Count the lines containing "denim" in the entries underneath, and state that count without anything else.
--- Entries shown Enclosed Below ---
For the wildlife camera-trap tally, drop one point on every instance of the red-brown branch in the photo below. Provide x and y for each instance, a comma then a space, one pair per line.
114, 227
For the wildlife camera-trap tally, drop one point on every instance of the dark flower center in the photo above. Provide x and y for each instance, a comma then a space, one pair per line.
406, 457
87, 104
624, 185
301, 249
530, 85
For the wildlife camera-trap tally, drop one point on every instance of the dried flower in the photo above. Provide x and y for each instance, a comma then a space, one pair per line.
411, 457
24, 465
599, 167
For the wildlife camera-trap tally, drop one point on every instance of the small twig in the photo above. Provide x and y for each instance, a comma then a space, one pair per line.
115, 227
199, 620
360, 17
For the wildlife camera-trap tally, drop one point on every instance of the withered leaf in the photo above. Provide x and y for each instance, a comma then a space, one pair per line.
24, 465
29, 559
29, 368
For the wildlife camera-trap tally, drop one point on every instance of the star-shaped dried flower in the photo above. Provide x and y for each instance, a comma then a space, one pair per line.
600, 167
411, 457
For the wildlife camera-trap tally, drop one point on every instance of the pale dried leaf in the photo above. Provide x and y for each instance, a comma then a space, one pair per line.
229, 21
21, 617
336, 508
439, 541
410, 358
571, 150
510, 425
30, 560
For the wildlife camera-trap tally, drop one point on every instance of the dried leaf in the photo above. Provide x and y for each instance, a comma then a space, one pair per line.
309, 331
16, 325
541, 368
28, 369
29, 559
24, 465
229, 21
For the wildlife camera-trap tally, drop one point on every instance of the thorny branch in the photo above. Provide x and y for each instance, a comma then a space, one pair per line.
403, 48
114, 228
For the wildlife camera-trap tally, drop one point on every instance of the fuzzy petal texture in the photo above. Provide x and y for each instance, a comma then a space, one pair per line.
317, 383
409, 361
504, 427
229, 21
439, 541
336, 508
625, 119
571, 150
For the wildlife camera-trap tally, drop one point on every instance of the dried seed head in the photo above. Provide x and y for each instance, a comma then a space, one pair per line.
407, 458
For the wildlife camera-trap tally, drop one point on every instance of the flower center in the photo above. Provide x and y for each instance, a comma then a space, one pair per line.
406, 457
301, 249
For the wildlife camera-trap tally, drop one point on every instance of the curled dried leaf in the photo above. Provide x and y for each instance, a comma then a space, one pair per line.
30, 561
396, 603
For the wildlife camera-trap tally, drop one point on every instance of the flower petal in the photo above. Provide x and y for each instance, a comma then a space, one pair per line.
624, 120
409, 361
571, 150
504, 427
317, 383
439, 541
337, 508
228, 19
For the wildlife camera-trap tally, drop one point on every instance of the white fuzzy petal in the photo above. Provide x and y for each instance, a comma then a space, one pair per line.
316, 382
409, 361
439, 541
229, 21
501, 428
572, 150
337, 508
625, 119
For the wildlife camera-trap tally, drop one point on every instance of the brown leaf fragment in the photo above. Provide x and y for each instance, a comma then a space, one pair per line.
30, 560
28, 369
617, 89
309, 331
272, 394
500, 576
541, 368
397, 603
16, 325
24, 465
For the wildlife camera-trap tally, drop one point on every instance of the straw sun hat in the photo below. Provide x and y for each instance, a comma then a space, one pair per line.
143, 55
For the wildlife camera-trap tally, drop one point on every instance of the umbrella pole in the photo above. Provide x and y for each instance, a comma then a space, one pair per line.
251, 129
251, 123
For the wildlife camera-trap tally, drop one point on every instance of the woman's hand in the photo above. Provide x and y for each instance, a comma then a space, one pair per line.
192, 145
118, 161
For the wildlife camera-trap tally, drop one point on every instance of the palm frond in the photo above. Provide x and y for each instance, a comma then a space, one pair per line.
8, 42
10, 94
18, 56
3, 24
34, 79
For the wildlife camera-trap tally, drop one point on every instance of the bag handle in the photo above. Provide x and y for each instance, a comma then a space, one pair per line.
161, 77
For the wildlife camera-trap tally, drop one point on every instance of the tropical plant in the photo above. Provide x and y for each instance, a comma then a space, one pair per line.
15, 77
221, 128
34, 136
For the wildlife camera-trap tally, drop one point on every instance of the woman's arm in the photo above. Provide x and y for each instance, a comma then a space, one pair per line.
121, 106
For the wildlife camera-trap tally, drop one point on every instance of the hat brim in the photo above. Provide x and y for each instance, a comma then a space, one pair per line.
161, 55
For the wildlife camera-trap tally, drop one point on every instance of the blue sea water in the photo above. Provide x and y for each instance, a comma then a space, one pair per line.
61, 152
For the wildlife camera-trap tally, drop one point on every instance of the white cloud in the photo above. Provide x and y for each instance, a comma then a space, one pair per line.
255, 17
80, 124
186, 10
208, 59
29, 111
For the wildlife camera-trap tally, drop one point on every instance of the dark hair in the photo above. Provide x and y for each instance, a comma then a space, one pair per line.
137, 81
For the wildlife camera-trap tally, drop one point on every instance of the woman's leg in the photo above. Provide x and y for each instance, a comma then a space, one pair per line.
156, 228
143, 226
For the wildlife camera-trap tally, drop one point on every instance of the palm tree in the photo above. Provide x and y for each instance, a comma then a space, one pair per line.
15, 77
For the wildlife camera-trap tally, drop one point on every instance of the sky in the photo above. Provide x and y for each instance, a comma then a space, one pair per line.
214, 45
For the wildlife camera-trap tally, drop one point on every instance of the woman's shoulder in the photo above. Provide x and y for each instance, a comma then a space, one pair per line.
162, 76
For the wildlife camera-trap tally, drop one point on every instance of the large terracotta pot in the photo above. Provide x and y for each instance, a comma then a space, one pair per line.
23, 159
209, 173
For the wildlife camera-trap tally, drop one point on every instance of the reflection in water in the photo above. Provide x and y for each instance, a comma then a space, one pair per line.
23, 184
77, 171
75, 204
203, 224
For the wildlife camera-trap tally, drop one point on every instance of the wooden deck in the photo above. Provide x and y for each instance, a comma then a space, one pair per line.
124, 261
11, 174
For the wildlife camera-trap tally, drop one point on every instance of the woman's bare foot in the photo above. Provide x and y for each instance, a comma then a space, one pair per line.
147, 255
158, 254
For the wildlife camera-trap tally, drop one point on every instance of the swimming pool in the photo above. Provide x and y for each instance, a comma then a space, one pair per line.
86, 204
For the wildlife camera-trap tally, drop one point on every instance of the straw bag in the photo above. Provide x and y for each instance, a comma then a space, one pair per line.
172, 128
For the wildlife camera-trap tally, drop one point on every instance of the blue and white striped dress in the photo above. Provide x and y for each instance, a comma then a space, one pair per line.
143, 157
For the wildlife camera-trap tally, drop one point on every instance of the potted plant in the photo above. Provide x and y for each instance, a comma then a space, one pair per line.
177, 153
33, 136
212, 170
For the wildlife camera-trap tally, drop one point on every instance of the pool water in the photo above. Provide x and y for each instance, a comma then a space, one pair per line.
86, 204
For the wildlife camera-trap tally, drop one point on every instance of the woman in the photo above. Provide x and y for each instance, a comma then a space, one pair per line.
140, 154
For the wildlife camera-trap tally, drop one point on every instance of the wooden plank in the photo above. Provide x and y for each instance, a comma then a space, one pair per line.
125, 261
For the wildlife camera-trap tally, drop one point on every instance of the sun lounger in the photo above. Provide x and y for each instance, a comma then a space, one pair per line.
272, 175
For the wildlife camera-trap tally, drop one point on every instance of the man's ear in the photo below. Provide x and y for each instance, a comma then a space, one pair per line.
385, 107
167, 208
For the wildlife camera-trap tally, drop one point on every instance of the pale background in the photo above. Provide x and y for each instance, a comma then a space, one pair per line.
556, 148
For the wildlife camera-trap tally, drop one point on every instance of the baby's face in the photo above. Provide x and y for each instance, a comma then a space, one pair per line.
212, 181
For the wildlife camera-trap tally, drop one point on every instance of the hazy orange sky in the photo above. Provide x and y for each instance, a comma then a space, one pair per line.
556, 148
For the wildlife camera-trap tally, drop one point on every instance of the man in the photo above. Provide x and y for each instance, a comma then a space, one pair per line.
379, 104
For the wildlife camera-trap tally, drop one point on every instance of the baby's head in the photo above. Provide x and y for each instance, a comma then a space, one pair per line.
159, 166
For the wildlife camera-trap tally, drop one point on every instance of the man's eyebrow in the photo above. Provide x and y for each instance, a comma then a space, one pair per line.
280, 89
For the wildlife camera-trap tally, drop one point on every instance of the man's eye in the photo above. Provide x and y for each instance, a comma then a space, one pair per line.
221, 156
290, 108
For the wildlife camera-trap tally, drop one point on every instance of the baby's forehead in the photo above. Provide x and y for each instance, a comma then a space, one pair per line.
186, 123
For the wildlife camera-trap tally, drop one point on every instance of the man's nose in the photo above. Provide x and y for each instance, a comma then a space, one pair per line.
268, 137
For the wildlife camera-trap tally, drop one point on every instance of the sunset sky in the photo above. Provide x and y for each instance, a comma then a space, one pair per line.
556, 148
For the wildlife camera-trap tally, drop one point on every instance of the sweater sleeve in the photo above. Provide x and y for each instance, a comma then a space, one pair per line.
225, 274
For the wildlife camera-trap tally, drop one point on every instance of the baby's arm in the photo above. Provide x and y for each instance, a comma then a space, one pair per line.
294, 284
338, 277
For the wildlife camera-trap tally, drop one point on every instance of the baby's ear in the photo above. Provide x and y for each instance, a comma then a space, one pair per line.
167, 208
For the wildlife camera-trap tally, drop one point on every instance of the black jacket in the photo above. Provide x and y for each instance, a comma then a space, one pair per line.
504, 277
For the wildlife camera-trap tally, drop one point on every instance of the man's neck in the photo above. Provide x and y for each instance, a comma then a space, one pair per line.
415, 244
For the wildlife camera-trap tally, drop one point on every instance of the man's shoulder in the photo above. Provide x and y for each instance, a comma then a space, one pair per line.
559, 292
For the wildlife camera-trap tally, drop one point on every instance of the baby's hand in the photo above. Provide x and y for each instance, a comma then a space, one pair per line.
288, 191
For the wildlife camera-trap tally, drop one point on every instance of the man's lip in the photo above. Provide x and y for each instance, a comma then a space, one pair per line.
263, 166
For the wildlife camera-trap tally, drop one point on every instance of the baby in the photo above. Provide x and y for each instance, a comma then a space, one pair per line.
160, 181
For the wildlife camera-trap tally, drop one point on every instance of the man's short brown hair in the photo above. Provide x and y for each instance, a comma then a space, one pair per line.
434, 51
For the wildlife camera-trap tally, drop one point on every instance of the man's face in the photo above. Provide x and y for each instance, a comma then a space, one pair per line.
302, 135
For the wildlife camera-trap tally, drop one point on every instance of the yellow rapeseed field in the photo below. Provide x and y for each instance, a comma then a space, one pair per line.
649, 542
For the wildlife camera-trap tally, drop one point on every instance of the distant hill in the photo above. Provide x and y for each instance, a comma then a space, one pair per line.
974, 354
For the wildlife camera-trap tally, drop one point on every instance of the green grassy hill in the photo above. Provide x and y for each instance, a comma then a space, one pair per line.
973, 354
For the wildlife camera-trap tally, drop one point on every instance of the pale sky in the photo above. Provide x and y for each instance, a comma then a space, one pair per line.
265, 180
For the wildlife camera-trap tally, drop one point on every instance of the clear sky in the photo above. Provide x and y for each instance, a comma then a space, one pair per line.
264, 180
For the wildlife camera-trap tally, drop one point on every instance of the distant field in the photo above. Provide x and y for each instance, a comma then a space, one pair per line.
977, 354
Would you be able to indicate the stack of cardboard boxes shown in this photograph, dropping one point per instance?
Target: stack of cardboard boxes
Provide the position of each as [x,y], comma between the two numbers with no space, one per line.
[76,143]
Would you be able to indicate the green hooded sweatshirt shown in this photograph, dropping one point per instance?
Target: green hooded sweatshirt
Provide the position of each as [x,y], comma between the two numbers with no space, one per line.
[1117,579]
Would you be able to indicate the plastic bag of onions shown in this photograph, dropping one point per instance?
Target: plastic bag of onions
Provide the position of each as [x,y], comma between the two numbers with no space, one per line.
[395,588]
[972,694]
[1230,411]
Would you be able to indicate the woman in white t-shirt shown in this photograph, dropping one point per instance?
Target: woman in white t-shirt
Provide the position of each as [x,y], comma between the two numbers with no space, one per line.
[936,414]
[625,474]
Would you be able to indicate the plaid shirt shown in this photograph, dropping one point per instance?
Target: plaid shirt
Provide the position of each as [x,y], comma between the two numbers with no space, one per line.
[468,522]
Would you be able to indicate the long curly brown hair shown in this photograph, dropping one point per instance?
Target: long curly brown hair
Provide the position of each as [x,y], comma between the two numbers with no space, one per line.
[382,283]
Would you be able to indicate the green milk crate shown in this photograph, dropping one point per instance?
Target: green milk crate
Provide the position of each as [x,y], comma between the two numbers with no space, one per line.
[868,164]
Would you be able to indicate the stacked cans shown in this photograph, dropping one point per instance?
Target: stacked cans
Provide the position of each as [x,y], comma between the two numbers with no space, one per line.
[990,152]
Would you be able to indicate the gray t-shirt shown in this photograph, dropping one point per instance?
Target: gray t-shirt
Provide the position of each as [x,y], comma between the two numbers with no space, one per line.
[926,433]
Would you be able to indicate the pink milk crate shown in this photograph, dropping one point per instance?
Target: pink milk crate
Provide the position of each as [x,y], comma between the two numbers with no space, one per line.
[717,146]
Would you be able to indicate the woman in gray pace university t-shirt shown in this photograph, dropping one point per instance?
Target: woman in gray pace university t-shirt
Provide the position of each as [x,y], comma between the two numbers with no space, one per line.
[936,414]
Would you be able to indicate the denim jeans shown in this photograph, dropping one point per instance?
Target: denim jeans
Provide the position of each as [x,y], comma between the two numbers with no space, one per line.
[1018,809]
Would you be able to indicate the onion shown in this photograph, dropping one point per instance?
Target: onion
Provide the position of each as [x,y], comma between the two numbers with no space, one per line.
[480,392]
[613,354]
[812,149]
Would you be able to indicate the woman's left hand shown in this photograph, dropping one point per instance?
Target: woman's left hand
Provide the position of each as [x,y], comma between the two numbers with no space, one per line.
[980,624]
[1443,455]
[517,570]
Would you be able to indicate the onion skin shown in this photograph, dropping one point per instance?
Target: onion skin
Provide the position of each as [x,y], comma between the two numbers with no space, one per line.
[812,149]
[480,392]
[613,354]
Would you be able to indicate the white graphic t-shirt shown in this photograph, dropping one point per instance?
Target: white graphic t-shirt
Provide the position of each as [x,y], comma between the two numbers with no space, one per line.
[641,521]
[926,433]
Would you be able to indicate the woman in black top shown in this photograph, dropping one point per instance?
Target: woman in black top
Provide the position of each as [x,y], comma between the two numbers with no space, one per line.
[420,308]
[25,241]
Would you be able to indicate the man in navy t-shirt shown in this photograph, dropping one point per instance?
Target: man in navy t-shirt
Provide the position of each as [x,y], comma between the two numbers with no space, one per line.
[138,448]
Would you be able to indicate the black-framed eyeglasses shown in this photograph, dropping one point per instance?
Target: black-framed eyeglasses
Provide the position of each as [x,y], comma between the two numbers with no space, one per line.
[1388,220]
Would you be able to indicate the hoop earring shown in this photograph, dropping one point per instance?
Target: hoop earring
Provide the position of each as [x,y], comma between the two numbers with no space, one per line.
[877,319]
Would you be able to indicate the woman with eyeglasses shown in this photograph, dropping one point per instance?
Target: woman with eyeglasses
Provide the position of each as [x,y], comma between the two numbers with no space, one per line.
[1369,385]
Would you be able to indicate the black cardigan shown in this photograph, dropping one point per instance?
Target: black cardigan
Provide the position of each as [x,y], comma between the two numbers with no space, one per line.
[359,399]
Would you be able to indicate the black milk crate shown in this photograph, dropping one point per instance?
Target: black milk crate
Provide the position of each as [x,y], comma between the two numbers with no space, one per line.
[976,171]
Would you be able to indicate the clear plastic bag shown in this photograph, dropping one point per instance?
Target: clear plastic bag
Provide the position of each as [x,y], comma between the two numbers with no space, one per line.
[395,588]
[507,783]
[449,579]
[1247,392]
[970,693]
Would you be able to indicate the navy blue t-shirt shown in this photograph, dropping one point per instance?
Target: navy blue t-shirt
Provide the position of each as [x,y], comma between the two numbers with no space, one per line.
--- End of Enclosed Entries shown ---
» **Written reply**: 2